### Brief
Please extract each line below that contains the word "head" and copy those lines in full.

— BEGIN Material provided —

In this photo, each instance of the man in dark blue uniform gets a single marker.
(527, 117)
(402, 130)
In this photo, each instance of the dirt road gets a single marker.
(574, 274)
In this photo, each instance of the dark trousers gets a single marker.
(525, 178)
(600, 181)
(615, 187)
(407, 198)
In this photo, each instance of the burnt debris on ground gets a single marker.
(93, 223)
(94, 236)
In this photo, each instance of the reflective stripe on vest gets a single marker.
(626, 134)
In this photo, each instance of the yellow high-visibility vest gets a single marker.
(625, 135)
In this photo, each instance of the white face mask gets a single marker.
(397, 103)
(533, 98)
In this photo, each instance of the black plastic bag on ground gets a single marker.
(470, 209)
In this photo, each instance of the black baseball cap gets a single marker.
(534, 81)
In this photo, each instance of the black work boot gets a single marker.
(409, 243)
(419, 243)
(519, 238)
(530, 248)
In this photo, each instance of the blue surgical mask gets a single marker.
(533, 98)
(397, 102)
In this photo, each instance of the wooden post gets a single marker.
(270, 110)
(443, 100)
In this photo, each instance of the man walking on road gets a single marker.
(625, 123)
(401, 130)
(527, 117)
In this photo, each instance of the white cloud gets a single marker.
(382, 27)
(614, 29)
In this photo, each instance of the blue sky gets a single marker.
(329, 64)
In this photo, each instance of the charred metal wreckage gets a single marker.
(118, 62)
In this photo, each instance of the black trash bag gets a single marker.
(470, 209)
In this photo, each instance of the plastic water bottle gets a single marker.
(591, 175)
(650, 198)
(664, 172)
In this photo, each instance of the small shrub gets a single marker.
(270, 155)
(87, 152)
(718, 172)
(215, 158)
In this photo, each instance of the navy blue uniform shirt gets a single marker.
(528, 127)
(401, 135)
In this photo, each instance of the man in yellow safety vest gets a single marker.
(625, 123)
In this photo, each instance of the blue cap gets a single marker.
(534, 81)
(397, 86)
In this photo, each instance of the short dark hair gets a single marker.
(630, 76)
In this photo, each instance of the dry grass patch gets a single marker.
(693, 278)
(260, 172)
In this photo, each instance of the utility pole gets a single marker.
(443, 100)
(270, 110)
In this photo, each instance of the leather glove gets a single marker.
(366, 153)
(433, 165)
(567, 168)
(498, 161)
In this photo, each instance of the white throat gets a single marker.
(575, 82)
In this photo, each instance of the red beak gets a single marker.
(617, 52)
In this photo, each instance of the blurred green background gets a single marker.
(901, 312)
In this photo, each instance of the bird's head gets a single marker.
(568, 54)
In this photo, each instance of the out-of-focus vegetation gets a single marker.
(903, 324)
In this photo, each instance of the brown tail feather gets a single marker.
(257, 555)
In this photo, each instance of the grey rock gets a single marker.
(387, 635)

— END Material provided —
— BEGIN Material provided —

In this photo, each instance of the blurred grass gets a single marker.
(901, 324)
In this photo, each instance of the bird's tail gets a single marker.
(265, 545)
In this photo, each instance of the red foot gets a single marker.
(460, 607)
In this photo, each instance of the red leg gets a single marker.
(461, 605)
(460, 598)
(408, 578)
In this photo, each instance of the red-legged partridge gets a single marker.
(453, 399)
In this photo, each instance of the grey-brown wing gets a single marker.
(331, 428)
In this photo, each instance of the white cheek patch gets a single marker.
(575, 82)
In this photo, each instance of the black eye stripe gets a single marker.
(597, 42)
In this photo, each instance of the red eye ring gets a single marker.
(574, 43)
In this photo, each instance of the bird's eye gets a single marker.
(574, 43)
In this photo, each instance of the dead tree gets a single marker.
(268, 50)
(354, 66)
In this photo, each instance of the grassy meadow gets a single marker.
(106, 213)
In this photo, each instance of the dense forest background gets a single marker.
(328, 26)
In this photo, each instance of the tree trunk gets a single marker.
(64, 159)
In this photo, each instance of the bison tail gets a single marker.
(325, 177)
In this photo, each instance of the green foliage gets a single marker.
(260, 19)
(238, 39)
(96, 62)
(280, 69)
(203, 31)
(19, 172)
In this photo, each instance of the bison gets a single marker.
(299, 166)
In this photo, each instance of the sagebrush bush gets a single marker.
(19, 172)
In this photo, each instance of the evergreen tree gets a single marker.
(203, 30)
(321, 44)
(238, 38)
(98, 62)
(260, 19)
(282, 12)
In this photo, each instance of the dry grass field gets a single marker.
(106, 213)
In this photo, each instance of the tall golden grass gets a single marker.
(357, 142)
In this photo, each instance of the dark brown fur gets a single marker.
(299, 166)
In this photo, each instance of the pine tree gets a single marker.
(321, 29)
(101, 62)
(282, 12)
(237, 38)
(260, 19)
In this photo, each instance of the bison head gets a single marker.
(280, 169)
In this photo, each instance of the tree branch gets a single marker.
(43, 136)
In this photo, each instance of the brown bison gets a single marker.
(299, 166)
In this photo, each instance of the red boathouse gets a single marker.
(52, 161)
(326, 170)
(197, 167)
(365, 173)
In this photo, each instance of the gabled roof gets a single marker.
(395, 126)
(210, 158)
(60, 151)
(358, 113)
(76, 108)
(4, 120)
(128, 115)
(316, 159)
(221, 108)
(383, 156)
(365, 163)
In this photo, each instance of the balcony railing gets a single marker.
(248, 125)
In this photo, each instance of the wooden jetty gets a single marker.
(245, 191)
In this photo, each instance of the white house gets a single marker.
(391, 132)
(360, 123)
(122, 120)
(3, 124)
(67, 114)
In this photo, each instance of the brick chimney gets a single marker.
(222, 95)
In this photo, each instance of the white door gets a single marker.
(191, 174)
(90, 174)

— END Material provided —

### Expected output
In this photo, each instance of the bird's head gets a single marker.
In this photo, each instance of the bison head gets a single marker.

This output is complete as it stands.